───── Excerpted records
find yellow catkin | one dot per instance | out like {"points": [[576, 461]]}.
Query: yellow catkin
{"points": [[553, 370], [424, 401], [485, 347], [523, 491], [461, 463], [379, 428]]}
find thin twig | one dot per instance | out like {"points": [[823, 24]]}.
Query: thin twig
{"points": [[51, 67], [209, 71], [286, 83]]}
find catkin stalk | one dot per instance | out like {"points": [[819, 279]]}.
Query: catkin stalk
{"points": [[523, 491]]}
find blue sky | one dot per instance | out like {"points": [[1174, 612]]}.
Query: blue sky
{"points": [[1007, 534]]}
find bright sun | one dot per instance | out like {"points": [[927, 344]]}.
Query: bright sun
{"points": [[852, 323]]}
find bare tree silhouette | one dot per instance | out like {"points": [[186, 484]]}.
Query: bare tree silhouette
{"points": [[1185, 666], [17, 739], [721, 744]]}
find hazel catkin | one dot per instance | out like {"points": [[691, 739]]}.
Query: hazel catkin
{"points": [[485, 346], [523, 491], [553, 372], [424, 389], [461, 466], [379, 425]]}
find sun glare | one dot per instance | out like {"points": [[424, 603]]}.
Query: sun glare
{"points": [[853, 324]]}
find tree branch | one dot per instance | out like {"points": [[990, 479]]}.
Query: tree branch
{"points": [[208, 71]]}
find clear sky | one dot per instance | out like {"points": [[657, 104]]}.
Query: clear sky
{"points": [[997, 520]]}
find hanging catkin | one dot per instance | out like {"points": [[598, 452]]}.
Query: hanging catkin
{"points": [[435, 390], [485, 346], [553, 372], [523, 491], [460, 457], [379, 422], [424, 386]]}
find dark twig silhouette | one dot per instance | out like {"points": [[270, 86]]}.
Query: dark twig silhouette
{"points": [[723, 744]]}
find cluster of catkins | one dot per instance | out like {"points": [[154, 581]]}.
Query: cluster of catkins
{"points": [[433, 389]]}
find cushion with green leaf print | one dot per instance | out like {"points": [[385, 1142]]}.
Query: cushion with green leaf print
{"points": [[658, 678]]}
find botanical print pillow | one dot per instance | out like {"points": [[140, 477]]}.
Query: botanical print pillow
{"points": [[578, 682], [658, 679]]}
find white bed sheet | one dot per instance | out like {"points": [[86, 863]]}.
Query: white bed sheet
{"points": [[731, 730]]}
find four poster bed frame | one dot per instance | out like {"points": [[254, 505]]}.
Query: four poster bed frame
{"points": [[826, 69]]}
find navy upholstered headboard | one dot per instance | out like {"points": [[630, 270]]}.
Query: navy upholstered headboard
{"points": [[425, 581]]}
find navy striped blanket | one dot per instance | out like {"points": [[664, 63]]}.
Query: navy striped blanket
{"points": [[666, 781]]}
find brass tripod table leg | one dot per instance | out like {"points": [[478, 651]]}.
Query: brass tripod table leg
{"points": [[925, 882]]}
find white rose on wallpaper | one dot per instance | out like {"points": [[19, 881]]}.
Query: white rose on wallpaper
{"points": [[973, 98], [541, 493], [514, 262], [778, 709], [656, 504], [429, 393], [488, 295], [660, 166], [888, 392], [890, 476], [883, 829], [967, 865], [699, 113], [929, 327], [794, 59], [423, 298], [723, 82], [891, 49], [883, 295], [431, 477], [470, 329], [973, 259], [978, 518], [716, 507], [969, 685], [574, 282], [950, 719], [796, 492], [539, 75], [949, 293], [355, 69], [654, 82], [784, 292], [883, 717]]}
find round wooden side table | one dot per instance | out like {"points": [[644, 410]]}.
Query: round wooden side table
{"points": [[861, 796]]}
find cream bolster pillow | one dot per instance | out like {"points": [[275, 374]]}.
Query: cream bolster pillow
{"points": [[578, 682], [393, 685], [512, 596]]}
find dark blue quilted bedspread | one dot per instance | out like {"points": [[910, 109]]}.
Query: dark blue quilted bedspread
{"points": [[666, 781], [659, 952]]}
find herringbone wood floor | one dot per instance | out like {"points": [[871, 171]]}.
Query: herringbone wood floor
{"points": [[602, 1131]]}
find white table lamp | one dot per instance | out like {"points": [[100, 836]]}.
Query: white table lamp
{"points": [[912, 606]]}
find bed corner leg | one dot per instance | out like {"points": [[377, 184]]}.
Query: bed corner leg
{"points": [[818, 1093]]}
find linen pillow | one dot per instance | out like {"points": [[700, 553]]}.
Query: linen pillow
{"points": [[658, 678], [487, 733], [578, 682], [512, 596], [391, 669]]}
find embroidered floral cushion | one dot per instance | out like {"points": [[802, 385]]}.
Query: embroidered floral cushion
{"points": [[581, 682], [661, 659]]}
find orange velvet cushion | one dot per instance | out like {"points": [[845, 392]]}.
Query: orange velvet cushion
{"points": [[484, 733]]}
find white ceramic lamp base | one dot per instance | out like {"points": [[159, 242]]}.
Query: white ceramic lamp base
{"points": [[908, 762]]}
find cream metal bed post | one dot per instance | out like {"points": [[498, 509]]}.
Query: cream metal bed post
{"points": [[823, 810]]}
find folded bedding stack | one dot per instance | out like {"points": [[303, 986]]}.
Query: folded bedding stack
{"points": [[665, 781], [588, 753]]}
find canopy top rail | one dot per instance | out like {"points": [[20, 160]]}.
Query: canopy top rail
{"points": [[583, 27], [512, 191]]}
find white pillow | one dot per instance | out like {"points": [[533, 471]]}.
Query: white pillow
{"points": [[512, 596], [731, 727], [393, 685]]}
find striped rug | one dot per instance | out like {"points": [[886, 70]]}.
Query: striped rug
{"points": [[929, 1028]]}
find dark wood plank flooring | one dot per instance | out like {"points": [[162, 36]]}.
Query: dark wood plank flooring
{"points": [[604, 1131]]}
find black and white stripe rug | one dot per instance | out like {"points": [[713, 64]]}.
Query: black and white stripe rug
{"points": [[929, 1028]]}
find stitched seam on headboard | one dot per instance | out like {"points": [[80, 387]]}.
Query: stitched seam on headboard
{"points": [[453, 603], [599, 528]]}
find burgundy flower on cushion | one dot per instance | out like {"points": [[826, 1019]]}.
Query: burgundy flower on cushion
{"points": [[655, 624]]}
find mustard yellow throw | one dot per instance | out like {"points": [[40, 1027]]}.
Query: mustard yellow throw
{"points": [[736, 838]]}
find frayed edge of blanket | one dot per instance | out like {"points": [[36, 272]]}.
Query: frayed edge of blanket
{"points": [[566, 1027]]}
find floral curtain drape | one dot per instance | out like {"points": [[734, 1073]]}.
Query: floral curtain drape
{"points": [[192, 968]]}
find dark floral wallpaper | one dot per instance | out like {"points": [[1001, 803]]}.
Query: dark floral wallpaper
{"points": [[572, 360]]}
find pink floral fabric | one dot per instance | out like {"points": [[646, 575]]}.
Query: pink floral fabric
──────────
## Objective:
Lay out the lines of the listing from the one containing "find pink floral" through the end of the listing, both included, as a JSON list of strings with one string per line and blank lines omitted.

## Finished answer:
[
  "find pink floral fabric | one dot per instance | out like {\"points\": [[646, 575]]}.",
  "Query: pink floral fabric"
]